◆ **A run of records**:
____

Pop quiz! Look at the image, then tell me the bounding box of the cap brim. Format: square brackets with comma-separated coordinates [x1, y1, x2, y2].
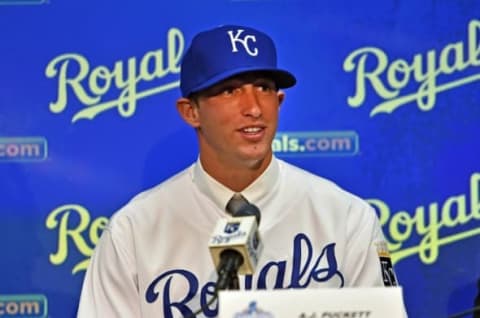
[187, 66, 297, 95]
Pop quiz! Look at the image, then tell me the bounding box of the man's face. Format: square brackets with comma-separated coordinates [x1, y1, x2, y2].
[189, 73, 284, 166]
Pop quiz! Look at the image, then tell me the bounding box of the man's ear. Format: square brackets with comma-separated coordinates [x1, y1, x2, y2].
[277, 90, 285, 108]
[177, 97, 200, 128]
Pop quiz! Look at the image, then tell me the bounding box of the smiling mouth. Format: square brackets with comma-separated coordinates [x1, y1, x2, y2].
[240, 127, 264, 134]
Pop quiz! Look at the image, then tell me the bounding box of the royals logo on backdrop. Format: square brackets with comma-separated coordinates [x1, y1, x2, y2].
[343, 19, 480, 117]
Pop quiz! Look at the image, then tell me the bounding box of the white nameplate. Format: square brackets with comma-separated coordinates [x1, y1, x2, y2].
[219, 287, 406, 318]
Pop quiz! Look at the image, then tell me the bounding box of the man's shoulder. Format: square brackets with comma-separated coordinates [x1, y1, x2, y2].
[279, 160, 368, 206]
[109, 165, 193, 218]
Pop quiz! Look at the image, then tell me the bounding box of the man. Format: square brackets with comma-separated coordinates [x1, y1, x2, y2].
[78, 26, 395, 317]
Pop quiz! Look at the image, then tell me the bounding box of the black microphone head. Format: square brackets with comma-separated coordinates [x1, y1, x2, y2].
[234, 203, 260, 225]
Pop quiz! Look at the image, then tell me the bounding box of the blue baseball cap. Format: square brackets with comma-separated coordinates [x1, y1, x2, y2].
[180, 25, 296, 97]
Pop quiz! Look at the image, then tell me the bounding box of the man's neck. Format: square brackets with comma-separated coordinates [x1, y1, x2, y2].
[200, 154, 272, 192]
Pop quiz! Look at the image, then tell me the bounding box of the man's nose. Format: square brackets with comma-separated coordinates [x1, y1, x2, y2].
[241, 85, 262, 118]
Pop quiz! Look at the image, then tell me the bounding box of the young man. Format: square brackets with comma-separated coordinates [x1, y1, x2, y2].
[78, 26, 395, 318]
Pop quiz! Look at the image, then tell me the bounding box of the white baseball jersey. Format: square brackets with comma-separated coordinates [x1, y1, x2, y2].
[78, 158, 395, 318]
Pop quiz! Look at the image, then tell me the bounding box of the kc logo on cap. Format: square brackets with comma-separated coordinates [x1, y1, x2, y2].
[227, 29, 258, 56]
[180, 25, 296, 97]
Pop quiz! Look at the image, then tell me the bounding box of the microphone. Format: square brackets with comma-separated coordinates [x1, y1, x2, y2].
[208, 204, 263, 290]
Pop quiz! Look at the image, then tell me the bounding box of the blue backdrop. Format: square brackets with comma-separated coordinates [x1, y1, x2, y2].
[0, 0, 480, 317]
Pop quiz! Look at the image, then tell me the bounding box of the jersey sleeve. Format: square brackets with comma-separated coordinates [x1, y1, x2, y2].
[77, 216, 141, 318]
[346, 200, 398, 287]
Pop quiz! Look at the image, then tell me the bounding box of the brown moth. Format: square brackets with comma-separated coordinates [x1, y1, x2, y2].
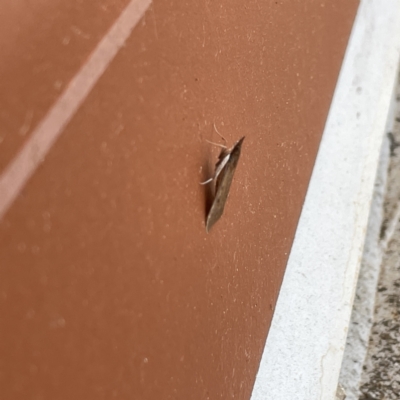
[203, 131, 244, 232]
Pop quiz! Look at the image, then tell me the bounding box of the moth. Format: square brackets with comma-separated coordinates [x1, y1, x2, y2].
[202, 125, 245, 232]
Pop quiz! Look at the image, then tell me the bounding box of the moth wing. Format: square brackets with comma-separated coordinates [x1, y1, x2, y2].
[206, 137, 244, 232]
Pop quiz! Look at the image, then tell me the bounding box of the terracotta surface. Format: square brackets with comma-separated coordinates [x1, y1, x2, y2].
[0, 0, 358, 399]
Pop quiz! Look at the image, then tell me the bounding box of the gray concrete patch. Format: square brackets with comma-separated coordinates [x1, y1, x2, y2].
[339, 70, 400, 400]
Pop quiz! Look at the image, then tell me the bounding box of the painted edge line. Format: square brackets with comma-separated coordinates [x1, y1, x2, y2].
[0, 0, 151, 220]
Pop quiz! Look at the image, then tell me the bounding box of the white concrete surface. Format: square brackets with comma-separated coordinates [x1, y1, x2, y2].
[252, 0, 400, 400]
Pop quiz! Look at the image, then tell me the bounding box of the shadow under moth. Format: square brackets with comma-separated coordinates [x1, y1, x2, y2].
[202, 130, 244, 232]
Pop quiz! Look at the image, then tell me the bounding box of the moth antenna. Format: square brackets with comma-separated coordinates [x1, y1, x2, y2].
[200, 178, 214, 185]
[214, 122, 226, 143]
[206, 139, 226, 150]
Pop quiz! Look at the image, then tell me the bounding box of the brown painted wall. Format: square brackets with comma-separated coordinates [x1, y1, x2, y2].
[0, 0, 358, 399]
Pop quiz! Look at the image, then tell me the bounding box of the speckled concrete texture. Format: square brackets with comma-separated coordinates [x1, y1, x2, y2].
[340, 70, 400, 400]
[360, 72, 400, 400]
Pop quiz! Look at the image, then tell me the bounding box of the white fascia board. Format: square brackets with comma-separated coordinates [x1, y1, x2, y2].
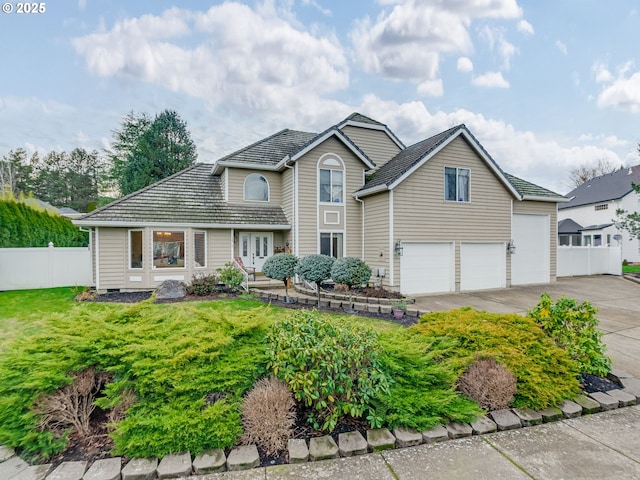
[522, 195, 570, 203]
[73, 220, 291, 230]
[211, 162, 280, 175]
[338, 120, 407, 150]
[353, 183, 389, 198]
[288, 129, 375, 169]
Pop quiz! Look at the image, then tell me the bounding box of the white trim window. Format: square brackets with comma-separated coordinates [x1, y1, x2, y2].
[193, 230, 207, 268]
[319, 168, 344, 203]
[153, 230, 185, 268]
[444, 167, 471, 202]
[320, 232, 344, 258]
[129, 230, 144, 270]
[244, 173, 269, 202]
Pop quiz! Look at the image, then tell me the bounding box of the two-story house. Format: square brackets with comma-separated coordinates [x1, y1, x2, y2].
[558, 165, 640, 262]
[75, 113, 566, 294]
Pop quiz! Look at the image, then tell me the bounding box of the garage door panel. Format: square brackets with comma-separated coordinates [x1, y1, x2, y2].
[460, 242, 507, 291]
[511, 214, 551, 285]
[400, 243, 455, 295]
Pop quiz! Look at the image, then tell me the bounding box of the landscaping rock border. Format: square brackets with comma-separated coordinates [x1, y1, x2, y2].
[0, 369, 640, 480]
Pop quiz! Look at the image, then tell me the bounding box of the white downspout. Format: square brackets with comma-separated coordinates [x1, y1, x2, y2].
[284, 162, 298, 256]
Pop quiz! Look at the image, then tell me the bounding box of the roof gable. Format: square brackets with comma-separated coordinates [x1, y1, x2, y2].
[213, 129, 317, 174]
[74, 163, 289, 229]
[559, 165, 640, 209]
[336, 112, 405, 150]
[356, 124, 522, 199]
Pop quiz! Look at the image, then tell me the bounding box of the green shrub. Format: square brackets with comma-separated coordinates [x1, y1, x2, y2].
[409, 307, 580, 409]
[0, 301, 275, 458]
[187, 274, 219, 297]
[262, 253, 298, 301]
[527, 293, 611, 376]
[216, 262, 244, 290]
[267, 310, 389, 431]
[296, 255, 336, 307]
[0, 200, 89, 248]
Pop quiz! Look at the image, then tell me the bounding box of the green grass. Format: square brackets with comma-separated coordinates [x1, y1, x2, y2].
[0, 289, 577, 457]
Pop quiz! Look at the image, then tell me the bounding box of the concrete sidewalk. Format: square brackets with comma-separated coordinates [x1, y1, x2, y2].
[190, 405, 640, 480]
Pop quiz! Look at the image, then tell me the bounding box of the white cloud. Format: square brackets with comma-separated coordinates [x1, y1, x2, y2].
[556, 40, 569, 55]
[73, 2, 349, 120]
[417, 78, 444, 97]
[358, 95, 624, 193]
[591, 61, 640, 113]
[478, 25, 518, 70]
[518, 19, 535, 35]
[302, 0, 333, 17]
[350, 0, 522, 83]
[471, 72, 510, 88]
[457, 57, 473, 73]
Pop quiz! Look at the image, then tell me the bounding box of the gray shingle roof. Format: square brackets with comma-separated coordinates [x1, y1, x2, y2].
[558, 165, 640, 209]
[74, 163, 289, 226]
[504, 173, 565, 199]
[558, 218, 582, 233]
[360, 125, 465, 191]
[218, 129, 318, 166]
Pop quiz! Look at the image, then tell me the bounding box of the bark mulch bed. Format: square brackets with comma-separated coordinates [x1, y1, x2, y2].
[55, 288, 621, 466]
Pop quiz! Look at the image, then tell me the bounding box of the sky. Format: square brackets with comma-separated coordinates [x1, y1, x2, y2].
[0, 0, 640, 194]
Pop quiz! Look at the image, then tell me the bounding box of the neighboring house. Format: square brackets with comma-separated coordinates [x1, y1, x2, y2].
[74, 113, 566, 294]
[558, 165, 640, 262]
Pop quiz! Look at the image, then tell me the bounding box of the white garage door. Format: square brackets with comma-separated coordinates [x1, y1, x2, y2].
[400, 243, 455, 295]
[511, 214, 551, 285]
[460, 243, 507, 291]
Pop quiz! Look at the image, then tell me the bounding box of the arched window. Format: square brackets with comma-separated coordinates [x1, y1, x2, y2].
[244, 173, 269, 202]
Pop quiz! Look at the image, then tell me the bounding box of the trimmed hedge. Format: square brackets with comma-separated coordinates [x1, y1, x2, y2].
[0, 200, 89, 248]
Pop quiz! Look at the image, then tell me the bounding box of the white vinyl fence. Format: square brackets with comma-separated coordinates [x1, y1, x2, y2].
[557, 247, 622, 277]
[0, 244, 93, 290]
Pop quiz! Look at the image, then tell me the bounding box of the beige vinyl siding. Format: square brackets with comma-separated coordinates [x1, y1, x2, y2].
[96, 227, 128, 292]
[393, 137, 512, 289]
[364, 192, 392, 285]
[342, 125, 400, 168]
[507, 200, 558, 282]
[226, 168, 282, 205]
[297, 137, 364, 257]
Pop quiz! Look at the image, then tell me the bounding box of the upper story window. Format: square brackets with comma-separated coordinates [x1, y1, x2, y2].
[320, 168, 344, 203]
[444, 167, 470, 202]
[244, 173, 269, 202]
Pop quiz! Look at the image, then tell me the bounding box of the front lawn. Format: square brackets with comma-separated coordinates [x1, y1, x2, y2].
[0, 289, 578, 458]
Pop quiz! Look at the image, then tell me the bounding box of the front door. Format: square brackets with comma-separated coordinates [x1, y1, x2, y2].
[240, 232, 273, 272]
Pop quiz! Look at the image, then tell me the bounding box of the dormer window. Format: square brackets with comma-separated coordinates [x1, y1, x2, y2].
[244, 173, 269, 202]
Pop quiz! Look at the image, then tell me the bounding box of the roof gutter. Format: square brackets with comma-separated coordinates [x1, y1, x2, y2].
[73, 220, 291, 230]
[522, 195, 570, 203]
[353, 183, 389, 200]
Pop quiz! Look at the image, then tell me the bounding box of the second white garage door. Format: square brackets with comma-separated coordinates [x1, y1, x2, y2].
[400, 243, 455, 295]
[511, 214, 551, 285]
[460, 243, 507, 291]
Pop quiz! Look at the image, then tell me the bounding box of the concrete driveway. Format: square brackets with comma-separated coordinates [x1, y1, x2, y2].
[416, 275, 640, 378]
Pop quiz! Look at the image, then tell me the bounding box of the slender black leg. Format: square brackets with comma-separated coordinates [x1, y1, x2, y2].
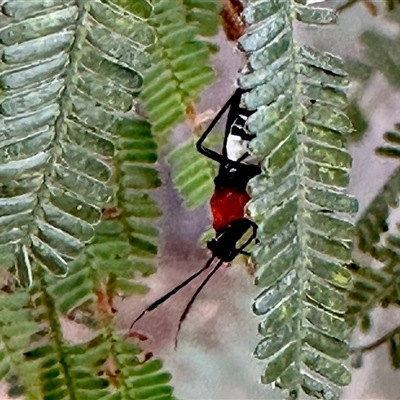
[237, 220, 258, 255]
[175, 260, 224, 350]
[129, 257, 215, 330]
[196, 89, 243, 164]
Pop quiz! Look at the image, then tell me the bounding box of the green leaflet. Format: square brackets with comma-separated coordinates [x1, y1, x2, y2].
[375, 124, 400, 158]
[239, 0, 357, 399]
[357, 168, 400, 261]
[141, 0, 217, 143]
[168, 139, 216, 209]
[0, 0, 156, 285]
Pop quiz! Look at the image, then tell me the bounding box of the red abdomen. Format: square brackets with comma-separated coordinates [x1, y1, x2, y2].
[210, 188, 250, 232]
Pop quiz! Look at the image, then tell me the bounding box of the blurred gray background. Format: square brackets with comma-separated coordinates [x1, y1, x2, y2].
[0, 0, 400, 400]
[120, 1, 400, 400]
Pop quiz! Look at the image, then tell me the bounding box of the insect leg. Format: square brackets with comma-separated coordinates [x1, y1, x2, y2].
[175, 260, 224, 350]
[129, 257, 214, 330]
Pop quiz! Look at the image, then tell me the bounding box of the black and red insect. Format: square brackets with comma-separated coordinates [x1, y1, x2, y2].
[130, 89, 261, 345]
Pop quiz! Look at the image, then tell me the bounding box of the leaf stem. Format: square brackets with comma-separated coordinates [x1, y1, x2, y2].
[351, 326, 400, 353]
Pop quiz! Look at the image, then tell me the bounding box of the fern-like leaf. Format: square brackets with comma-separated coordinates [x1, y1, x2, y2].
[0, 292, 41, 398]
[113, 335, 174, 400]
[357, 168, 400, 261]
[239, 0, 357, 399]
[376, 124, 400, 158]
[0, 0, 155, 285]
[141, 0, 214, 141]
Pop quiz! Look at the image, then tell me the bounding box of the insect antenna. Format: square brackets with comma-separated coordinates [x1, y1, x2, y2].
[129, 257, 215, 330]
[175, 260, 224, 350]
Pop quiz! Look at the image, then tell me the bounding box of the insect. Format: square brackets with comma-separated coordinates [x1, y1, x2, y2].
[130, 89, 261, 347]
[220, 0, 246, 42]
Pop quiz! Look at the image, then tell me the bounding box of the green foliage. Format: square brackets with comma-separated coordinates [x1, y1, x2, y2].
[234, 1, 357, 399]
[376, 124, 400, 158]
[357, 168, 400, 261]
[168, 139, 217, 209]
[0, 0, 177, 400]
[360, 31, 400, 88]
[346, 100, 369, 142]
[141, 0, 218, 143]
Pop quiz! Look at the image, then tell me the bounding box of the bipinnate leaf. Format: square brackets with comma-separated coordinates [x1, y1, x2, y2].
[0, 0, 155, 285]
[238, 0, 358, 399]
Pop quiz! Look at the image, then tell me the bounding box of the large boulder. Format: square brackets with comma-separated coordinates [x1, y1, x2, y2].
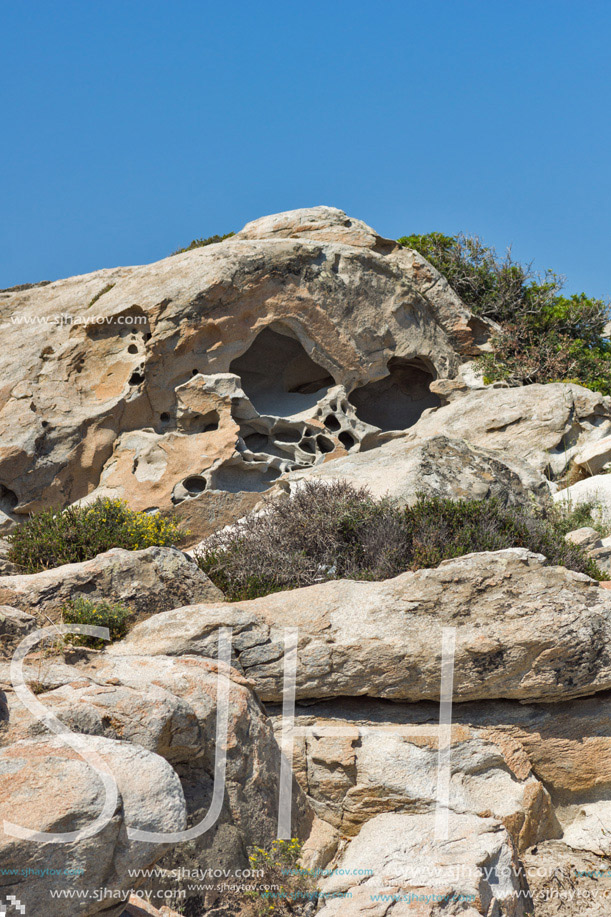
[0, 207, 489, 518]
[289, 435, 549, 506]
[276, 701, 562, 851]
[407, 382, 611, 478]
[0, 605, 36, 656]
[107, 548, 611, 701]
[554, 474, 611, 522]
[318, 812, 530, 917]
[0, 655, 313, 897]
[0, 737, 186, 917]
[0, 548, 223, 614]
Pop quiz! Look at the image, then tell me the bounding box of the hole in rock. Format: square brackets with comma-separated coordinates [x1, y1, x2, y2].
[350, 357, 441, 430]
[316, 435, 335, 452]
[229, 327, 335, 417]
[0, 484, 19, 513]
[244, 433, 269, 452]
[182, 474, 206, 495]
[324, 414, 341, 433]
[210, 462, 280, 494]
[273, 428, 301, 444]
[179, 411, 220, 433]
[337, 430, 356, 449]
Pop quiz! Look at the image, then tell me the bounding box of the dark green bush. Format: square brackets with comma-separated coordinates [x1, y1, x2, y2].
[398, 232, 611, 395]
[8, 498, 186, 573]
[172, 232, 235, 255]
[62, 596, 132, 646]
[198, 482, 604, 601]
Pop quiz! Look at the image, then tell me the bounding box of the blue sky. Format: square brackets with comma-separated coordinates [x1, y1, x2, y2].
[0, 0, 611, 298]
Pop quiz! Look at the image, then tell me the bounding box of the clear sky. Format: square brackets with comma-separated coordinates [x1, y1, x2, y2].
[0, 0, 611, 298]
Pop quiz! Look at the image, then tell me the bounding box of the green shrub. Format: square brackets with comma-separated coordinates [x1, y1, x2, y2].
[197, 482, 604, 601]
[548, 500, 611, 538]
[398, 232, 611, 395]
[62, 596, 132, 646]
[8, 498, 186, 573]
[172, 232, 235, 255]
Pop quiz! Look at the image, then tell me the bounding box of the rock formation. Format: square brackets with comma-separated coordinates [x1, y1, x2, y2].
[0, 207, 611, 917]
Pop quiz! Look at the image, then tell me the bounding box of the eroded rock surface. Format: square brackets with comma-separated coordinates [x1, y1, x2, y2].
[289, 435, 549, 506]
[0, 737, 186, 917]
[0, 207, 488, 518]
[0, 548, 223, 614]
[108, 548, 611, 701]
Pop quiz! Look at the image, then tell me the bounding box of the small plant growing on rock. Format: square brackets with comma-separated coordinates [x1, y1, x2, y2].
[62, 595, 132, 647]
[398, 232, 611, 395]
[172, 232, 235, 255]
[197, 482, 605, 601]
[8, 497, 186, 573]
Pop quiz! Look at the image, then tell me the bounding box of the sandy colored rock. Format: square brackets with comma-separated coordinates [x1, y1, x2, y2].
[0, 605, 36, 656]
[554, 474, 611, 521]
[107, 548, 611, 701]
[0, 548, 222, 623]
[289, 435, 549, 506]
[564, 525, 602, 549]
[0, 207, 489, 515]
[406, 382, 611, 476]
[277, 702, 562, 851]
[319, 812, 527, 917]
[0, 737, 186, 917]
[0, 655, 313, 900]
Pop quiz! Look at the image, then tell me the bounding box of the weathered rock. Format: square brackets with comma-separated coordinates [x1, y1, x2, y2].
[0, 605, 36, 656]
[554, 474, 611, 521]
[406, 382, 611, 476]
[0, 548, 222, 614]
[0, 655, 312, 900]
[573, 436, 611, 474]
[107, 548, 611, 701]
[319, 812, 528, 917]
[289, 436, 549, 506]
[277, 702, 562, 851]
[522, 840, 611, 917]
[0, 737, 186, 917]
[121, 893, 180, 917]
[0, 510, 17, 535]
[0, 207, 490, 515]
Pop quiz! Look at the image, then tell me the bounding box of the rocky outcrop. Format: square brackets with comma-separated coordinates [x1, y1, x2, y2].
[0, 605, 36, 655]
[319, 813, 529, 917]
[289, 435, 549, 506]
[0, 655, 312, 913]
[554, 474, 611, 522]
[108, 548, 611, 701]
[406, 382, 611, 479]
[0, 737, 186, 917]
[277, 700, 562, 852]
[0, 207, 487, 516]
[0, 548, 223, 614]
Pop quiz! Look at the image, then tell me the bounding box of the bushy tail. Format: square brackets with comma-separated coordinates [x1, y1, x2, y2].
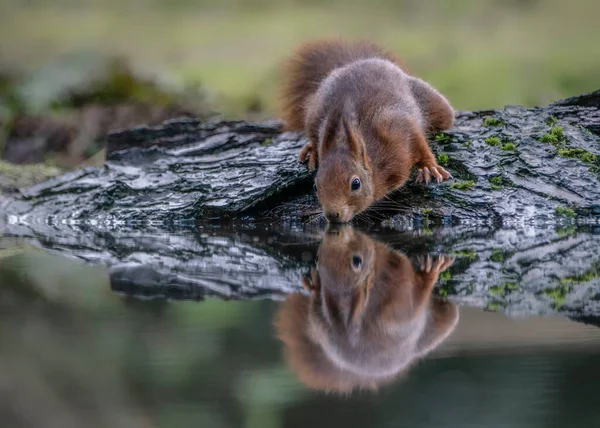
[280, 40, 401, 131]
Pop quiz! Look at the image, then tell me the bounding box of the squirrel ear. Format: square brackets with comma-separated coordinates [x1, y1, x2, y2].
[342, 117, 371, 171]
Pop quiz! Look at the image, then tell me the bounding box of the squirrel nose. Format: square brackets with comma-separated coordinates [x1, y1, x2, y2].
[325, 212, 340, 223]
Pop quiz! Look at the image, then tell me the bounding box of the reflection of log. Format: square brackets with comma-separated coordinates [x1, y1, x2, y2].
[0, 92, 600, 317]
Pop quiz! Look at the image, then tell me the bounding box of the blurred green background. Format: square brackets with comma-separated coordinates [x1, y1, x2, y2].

____

◆ **EXERCISE TASK**:
Starting at the line that contains "of the weathered", write out every line through the final line of the entries, word for word; skip any pictures.

◆ **ANSWER TO THIS PROBLEM**:
Pop quiz! Look at the image, then tell me the bounding box of the weathered rock. Format: square brackets with comma-separated coordinates [x1, y1, x2, y2].
[0, 605, 36, 656]
[554, 474, 611, 521]
[406, 382, 611, 476]
[0, 548, 222, 614]
[0, 655, 312, 900]
[573, 436, 611, 474]
[107, 548, 611, 701]
[319, 812, 528, 917]
[289, 436, 549, 506]
[277, 702, 562, 851]
[522, 840, 611, 917]
[0, 737, 186, 917]
[121, 893, 180, 917]
[0, 510, 17, 535]
[0, 207, 490, 515]
Pop quiz! Look at the image, then tell me the bounding box of the rocky outcrop. Format: square brackets with comma-separated coordinates [x1, y1, x2, y2].
[0, 605, 36, 655]
[319, 813, 529, 917]
[289, 435, 549, 506]
[0, 655, 312, 913]
[554, 474, 611, 522]
[108, 548, 611, 701]
[406, 382, 611, 479]
[0, 737, 186, 917]
[277, 700, 562, 852]
[0, 207, 487, 516]
[0, 548, 223, 614]
Pop quiz! Look at the image, then tell me the bounding box of the bushy tail. Format: square brackets with comma-separated coordinates [x1, y1, x2, y2].
[280, 40, 401, 131]
Pop quiz! Look at the image, then tell me the bounding box of the squirrel ear. Format: square brackets with comma-separated coordinates [x1, y1, x2, y2].
[342, 117, 371, 171]
Pop quiz! Look at the image, then tell me the bounding box of the squirrel nose. Format: square brackets with comma-separated coordinates [x1, y1, x2, y2].
[325, 212, 340, 223]
Pop quiz! Look at the image, then tell me the bounding box of the reflection of log. Format: square brackets with comma-separated coordinates [x1, y1, x2, y2].
[0, 92, 600, 317]
Pop quiz! Look at the image, then tell me the bounding box of the blurred green background. Format: square brackets with comma-separated coordinates [x1, y1, x2, y2].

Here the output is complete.